→ WORK TO BE COMPLETED
Please retype every one of the entries below word for word, keeping each line as it stands.

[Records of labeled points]

........

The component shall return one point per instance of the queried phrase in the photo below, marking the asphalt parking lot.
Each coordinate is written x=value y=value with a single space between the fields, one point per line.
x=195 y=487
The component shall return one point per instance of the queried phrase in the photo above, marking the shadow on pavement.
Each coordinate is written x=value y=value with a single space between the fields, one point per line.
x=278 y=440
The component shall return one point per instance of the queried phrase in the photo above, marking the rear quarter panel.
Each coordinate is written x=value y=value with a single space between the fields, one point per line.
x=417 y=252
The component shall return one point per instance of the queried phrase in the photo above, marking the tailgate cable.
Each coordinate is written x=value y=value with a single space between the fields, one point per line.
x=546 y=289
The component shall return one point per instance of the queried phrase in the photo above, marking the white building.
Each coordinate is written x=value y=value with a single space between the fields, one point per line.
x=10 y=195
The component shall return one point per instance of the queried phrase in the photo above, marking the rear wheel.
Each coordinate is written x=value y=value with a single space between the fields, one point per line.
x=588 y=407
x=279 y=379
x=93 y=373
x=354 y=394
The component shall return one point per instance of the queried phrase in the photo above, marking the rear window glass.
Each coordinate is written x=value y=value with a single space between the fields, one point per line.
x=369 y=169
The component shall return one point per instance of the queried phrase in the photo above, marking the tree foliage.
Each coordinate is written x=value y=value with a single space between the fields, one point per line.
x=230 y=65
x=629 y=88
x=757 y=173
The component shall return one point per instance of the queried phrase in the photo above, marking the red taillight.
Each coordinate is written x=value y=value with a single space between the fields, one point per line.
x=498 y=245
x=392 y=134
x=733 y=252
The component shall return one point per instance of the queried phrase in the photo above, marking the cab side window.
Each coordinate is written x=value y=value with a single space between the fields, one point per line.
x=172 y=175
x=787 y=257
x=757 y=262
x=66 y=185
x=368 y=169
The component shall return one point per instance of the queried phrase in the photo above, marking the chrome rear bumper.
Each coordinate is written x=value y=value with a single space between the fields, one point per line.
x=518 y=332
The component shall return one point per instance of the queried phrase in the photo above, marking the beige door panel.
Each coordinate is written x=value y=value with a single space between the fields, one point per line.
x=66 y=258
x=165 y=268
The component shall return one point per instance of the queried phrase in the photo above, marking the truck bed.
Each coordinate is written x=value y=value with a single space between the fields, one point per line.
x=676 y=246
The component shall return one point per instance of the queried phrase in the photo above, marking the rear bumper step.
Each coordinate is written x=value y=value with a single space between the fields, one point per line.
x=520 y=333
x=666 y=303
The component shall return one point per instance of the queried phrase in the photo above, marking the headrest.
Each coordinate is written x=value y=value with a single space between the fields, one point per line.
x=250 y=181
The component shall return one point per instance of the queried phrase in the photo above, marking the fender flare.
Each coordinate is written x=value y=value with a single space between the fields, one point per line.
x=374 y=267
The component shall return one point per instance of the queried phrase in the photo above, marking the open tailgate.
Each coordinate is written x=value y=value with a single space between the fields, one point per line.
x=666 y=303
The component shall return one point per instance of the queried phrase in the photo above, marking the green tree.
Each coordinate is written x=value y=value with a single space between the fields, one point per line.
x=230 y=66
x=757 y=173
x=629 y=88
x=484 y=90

........

→ TASK SOLUTION
The component shall return one point per instance of the queried phrase in the photo below, marking the asphalt parking lot.
Each coordinate is written x=value y=value with a single space between the fields, one point per line.
x=195 y=487
The component shall return one point per instance of the queried phrase in the photo above, marking the shadow on pavement.
Each coordinate is written x=value y=value with a single space between the fields, one point per line.
x=278 y=440
The component shall return one point per instance of the queried phrase in the photo above, marking the rear quarter panel.
Each coordinate is written x=value y=value with a single space between the fields, one point per line.
x=417 y=252
The component shall return one point per instance of the queried phrase in the photo above, marking the tailgate cable.
Each coordinate is written x=value y=value with a single space between the fields, one point per line.
x=546 y=289
The component shall return one point per instance of the queried phrase in the photo above, marking the white building.
Each coordinate is written x=value y=value with a single space between the fields, one point per line.
x=10 y=195
The component shall return one point per instance of the queried phrase in the photo above, marking the rear wheel.
Each coordinate is written x=value y=value with a single space between the fields, one point per line.
x=588 y=407
x=279 y=379
x=93 y=373
x=354 y=394
The component shall return one point per instance of the queried phrase in the photo above, marking the rear window glass.
Each coordinate is written x=value y=value with a single space between the fields, one point per line.
x=369 y=169
The component shall return one point per instance of the queried phrase in the photo above, marking the tree foliage.
Each coordinate is written x=value y=value with a single space between the fields, one point per line.
x=230 y=65
x=629 y=88
x=757 y=173
The component shall return one point per instance of the queried phrase in the photo above, marking the red taillight.
Each coordinate is written x=value y=value with a single space between the fields, one point per line.
x=498 y=245
x=392 y=134
x=733 y=252
The component shall return one point per instance of the queried phrase in the photo above, marking the cab side window.
Each coordinate is written x=value y=value with a single space between the fields, one point per line.
x=172 y=175
x=787 y=257
x=757 y=262
x=66 y=185
x=368 y=169
The component shall return one point per instance of the queried phrase in the photo above, marking the chrome rear bumper.
Each coordinate is written x=value y=value with a single space between the fields, one point per line.
x=518 y=332
The component shall return one point per instance of the queried phrase in the photo above, marking the beige door panel.
Each coordinate is written x=value y=value with a single space between the fields, one point per line.
x=66 y=258
x=165 y=268
The component shall return one point per instance of the queried phrase in the photo above, marking the truck bed.
Each coordinate is written x=value y=value with a single space between the fields, one point per line.
x=676 y=246
The component shall return one point per instance of the queried phrase in the photo above, marking the rear bumper step.
Each coordinate is written x=value y=value with a single space between the fields, one point per line.
x=520 y=333
x=666 y=303
The component shall return one point per instance of the queried phrase in the photo above, marking the headrest.
Each coordinate is written x=value y=value with a single space between the fields, one point per line.
x=250 y=181
The component shall return one point per instance of the queried phrase in the photo above, marking the fender flare.
Each coordinate is written x=value y=value with a single space between the fields, one point per line.
x=374 y=267
The component shall return one point per instance of the queried phrase in the photo above, marking the open tailgate.
Each coordinate is written x=value y=value with a single space between the fields, one point per line.
x=666 y=303
The component shall return one point per instance of the queried phrase in the photo above, marking the green tree.
Each coordinate is written x=value y=value with a single space between the fields, one point per line.
x=230 y=66
x=757 y=173
x=629 y=88
x=484 y=90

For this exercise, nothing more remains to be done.